Your output should be every line below, copied exactly.

==================================================

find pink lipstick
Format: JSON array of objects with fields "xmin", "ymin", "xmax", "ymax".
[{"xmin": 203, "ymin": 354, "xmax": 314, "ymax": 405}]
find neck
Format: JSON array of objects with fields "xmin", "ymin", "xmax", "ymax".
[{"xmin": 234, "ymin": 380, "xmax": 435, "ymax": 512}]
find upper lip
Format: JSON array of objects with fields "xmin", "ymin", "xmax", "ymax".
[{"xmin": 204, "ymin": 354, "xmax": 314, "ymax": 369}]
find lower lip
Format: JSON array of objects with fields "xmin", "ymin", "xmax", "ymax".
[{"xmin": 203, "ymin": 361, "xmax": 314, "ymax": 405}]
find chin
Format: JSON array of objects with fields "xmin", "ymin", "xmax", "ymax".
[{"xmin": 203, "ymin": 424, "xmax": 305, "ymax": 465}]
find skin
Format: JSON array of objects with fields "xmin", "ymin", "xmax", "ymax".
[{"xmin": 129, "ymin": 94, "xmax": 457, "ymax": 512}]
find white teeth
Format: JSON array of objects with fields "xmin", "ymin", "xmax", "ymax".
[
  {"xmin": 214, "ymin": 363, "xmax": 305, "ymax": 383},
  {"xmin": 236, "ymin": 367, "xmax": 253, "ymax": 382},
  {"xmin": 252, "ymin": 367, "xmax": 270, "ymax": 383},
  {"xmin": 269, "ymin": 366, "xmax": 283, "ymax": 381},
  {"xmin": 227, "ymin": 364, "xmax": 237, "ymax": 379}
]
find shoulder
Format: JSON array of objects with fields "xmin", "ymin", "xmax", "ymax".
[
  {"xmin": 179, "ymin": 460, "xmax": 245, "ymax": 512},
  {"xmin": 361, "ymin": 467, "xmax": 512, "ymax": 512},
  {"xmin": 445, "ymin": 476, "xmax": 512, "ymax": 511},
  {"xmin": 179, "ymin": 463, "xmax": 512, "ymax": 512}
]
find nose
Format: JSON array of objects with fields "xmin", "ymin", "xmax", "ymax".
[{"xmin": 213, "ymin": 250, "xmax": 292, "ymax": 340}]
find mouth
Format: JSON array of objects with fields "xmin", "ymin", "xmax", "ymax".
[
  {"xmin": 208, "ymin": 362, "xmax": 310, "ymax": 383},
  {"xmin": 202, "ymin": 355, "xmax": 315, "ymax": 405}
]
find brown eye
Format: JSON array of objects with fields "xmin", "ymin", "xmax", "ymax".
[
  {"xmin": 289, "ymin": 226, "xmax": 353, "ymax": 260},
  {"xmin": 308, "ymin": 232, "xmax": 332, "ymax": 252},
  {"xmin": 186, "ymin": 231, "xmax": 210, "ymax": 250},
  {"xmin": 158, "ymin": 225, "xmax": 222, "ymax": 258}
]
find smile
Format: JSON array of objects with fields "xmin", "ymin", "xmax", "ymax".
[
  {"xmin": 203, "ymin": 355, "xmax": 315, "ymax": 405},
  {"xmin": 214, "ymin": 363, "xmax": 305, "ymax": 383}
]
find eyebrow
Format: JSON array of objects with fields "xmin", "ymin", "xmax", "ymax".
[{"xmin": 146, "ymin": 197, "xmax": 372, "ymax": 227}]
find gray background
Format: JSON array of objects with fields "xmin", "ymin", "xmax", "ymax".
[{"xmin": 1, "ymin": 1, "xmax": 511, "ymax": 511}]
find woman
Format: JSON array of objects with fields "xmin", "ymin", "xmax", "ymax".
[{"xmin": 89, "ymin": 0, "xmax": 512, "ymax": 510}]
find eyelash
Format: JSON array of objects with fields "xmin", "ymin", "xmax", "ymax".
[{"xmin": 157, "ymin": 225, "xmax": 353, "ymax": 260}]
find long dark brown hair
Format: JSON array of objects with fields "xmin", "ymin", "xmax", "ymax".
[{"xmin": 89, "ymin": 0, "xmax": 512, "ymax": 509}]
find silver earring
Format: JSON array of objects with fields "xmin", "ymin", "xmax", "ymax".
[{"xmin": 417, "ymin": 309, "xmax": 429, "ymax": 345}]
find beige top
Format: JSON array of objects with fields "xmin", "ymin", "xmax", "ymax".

==================================================

— Solution to this exercise —
find pink lipstick
Format: JSON array of objects with fields "xmin", "ymin", "xmax", "ymax".
[{"xmin": 203, "ymin": 354, "xmax": 314, "ymax": 405}]
find neck
Format: JSON array of objects with fields "xmin", "ymin", "xmax", "ymax".
[{"xmin": 234, "ymin": 380, "xmax": 435, "ymax": 512}]
find upper lip
Format: JSON array of objects with fields "xmin", "ymin", "xmax", "ymax".
[{"xmin": 204, "ymin": 354, "xmax": 314, "ymax": 369}]
find lower lip
Format: JSON array of objects with fields "xmin", "ymin", "xmax", "ymax".
[{"xmin": 203, "ymin": 361, "xmax": 314, "ymax": 405}]
find chin
Format: JSON array of objects with fields "xmin", "ymin", "xmax", "ymax".
[{"xmin": 203, "ymin": 424, "xmax": 305, "ymax": 465}]
find skin
Format: JSON array of objects with fields "xmin", "ymin", "xmax", "ymax".
[{"xmin": 129, "ymin": 94, "xmax": 457, "ymax": 512}]
find white teeth
Format: JSON array of objects with fields "xmin", "ymin", "xmax", "ymax".
[
  {"xmin": 214, "ymin": 363, "xmax": 305, "ymax": 383},
  {"xmin": 236, "ymin": 367, "xmax": 253, "ymax": 382},
  {"xmin": 252, "ymin": 367, "xmax": 270, "ymax": 383},
  {"xmin": 269, "ymin": 366, "xmax": 283, "ymax": 381},
  {"xmin": 227, "ymin": 364, "xmax": 237, "ymax": 379}
]
find shoulder
Format: JSON array of objects with fields "xmin", "ymin", "xmax", "ymax".
[
  {"xmin": 179, "ymin": 460, "xmax": 245, "ymax": 512},
  {"xmin": 361, "ymin": 467, "xmax": 512, "ymax": 512},
  {"xmin": 445, "ymin": 476, "xmax": 512, "ymax": 511},
  {"xmin": 179, "ymin": 463, "xmax": 512, "ymax": 512}
]
find nose
Format: JSON array of objects with fields "xmin", "ymin", "xmax", "ymax".
[{"xmin": 213, "ymin": 250, "xmax": 292, "ymax": 340}]
find mouth
Format: JSON array of objects with fields "xmin", "ymin", "xmax", "ymax".
[
  {"xmin": 208, "ymin": 362, "xmax": 310, "ymax": 383},
  {"xmin": 202, "ymin": 355, "xmax": 315, "ymax": 405}
]
find brown eye
Format: JSON array of objects with fields "xmin", "ymin", "xmax", "ymax".
[
  {"xmin": 289, "ymin": 226, "xmax": 353, "ymax": 260},
  {"xmin": 308, "ymin": 232, "xmax": 332, "ymax": 252},
  {"xmin": 186, "ymin": 231, "xmax": 210, "ymax": 250},
  {"xmin": 158, "ymin": 225, "xmax": 222, "ymax": 258}
]
find smile
Format: JSON array of objects with fields "xmin", "ymin", "xmax", "ymax".
[
  {"xmin": 203, "ymin": 355, "xmax": 315, "ymax": 405},
  {"xmin": 214, "ymin": 363, "xmax": 305, "ymax": 383}
]
find eyebrow
Format: JSON array of objects with fields "xmin", "ymin", "xmax", "ymax".
[{"xmin": 146, "ymin": 197, "xmax": 372, "ymax": 227}]
find gray background
Format: JSON array of objects with fields "xmin", "ymin", "xmax", "ymax".
[{"xmin": 1, "ymin": 1, "xmax": 511, "ymax": 511}]
find woman
Format: JSON array of objects with fields "xmin", "ymin", "xmax", "ymax".
[{"xmin": 89, "ymin": 0, "xmax": 512, "ymax": 510}]
find eyelash
Format: JSON array of objects with fields "xmin", "ymin", "xmax", "ymax".
[{"xmin": 157, "ymin": 225, "xmax": 353, "ymax": 260}]
find long dark brown hair
Format: JSON array of objects with fields "xmin", "ymin", "xmax", "ymax".
[{"xmin": 89, "ymin": 0, "xmax": 512, "ymax": 509}]
find silver earring
Format: JSON array of objects with fields "xmin", "ymin", "xmax", "ymax".
[{"xmin": 417, "ymin": 309, "xmax": 429, "ymax": 345}]
find beige top
Format: JSON array of objects with fields "xmin", "ymin", "xmax", "ymax".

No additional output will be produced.